ASSIGNMENT => Copy the article about the federal budget below word for word, from the headline through the last sentence.

Getting a grip on the realities of the federal budget
By Scott Rasmussen | FEBRUARY 14, 2014 AT 11:03 AM
The big story about the federal budget this week was the Republican Party's struggle to deal with raising the debt ceiling. Last year's big budget story was President Obama and the Democrats coming to grips with the so-called sequester, a policy gimmick that modestly slowed the growth of federal spending.
Neither of these storylines came anywhere close to dealing with reality. The two teams of Washington insiders get hung up on these side issues because they're better at symbolism than substance.
For substance, start with the fact that the federal government is not $17 trillion in debt. That figure excludes all the promises made to future Social Security beneficiaries, Medicare recipients, military veterans and others. The real debt is much larger, somewhere between $60 trillion and $100 trillion. So, when Republicans focus on the narrowly defined debt ceiling, they're ignoring the much larger and more threatening debt that has already been authorized.
And, despite all the Democratic claims about budget cutting, federal spending keeps going up every year. Obama's own budget projects spending will be about $90 billion higher this year compared to last. Growth is projected at an even faster clip in the years to come.
Which brings us to the reality neither political party in Washington wants to discuss. Two-thirds of all federal spending comes from just three programs -- Social Security, Medicare/Medicaid and national defense. Add interest on the federal debt, and you've accounted for 71 percent of the federal budget.
What this means in simple terms is that anyone wishing to cut government spending must address the issues of Social Security, Medicare/Medicaid and national defense. This problem is magnified by the fact that these areas account for about 85 percent of the spending growth anticipated in coming years. That number would be even higher if it weren't for the recent winding down of foreign wars.
Addressing these issues is not easy or fun. But it is necessary. As I outlined in my book, The People's Money, the American people are far more willing than their politicians to make the needed changes.
On Social Security, politicians should get out of the middle and let workers select their own retirement ages. Those who want to retire earlier could pay more in Social Security taxes. Those who want to retire later could pay less. This can easily be structured to make the system financially solvent for future generations of retirees.
On Medicare/Medicaid, the answer cannot be found in some budget gimmick. The only solution is to lower the cost of medical care. This will require a fundamental change in health care policy so that individuals can make the decisions about their own medical care. The current approach of letting the government and insurance companies decide will never reduce costs.
When it comes to national security, the key question is to define our military mission. The current strategy is for the U.S. to play the world's policeman. A less expensive approach would be to focus our military efforts on defending the vital interests of the United States.
There is plenty of room for healthy debate on all these topics. But the debate is needed. Any budget discussion that fails to address these three core issues is not a serious discussion.

PROVIDED DATA =>
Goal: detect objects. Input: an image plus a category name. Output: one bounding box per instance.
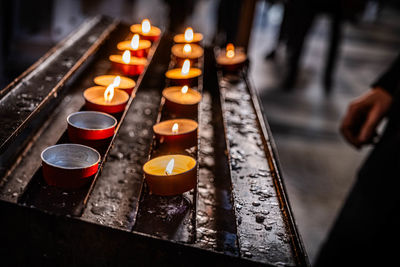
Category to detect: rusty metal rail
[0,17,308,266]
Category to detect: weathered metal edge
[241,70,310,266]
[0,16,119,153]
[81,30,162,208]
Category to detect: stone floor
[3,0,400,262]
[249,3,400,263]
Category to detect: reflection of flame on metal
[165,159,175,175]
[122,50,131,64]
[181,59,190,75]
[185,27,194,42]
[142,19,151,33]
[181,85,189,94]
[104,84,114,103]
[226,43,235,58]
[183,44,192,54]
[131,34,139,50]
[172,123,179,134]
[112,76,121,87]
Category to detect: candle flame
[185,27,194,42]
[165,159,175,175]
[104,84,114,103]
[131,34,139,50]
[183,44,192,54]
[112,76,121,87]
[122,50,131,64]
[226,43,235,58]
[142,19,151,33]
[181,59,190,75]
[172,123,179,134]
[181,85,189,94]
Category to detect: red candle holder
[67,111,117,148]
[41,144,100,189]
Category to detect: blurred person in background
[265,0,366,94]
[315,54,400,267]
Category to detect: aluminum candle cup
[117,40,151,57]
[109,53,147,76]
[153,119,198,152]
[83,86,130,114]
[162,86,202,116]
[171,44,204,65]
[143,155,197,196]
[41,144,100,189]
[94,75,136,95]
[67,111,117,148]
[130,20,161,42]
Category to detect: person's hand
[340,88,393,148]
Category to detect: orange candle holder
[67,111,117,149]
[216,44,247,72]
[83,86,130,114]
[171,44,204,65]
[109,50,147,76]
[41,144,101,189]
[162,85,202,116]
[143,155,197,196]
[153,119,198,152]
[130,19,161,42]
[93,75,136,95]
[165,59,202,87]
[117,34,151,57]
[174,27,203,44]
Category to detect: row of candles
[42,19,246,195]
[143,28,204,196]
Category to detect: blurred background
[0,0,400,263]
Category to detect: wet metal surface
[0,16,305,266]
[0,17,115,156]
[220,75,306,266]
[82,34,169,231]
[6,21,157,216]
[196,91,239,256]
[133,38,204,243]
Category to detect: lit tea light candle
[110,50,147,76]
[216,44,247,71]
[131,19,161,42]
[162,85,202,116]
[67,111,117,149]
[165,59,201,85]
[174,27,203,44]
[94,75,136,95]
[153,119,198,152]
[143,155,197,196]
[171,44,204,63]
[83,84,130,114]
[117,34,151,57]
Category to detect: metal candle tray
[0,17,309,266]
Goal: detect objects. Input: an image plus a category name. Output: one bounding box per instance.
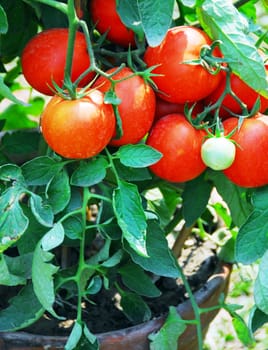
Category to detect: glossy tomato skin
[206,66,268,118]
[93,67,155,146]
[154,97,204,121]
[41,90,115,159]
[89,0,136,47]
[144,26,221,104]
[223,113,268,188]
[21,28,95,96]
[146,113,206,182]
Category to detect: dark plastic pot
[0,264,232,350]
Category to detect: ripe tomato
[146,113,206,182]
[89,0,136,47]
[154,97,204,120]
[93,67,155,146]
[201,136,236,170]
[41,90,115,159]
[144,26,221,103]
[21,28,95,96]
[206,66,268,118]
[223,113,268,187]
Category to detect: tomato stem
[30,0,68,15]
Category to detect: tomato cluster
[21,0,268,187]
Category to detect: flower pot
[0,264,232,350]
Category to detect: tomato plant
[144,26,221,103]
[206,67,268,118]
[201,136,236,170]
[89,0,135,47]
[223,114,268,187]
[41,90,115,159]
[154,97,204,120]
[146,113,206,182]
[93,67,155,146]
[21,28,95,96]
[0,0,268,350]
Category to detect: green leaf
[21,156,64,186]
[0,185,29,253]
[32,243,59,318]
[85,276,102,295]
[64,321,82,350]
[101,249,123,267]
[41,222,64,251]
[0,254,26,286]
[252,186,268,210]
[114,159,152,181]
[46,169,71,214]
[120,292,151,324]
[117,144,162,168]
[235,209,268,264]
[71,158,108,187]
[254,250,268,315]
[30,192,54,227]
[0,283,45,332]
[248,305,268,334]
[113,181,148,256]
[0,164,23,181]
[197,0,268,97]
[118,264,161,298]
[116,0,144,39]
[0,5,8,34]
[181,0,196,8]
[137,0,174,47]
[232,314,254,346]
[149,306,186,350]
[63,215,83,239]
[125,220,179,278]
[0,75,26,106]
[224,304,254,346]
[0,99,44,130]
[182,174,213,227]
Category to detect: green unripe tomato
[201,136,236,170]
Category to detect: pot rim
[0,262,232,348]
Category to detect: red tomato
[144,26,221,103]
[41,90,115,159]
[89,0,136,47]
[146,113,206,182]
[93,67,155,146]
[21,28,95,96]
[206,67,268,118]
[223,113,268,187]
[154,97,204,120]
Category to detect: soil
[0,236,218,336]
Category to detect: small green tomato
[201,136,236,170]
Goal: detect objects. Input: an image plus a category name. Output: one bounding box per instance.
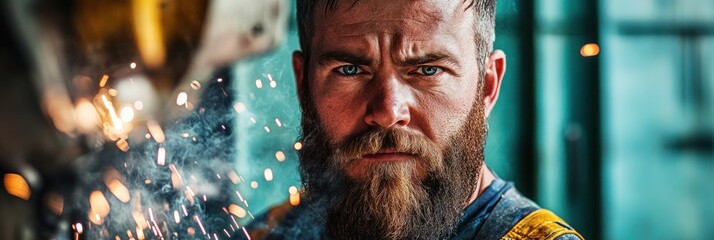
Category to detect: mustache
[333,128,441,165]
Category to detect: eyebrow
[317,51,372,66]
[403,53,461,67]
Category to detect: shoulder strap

==

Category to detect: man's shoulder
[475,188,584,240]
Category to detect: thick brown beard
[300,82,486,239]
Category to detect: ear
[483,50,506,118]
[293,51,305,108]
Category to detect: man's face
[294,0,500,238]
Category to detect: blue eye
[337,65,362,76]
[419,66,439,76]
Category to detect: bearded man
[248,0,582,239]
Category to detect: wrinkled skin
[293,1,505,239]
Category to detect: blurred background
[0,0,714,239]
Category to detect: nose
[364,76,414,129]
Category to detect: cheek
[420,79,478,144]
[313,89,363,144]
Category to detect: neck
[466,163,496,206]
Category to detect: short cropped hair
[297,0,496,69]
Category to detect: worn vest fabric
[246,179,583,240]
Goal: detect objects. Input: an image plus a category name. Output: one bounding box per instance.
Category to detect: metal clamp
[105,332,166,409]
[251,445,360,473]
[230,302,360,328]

YOUR SOLUTION =>
Getting a grip on the realities of the federal budget
By Scott Rasmussen | FEBRUARY 14, 2014 AT 11:03 AM
The big story about the federal budget this week was the Republican Party's struggle to deal with raising the debt ceiling. Last year's big budget story was President Obama and the Democrats coming to grips with the so-called sequester, a policy gimmick that modestly slowed the growth of federal spending.
Neither of these storylines came anywhere close to dealing with reality. The two teams of Washington insiders get hung up on these side issues because they're better at symbolism than substance.
For substance, start with the fact that the federal government is not $17 trillion in debt. That figure excludes all the promises made to future Social Security beneficiaries, Medicare recipients, military veterans and others. The real debt is much larger, somewhere between $60 trillion and $100 trillion. So, when Republicans focus on the narrowly defined debt ceiling, they're ignoring the much larger and more threatening debt that has already been authorized.
And, despite all the Democratic claims about budget cutting, federal spending keeps going up every year. Obama's own budget projects spending will be about $90 billion higher this year compared to last. Growth is projected at an even faster clip in the years to come.
Which brings us to the reality neither political party in Washington wants to discuss. Two-thirds of all federal spending comes from just three programs -- Social Security, Medicare/Medicaid and national defense. Add interest on the federal debt, and you've accounted for 71 percent of the federal budget.
What this means in simple terms is that anyone wishing to cut government spending must address the issues of Social Security, Medicare/Medicaid and national defense. This problem is magnified by the fact that these areas account for about 85 percent of the spending growth anticipated in coming years. That number would be even higher if it weren't for the recent winding down of foreign wars.
Addressing these issues is not easy or fun. But it is necessary. As I outlined in my book, The People's Money, the American people are far more willing than their politicians to make the needed changes.
On Social Security, politicians should get out of the middle and let workers select their own retirement ages. Those who want to retire earlier could pay more in Social Security taxes. Those who want to retire later could pay less. This can easily be structured to make the system financially solvent for future generations of retirees.
On Medicare/Medicaid, the answer cannot be found in some budget gimmick. The only solution is to lower the cost of medical care. This will require a fundamental change in health care policy so that individuals can make the decisions about their own medical care. The current approach of letting the government and insurance companies decide will never reduce costs.
When it comes to national security, the key question is to define our military mission. The current strategy is for the U.S. to play the world's policeman. A less expensive approach would be to focus our military efforts on defending the vital interests of the United States.
There is plenty of room for healthy debate on all these topics. But the debate is needed. Any budget discussion that fails to address these three core issues is not a serious discussion.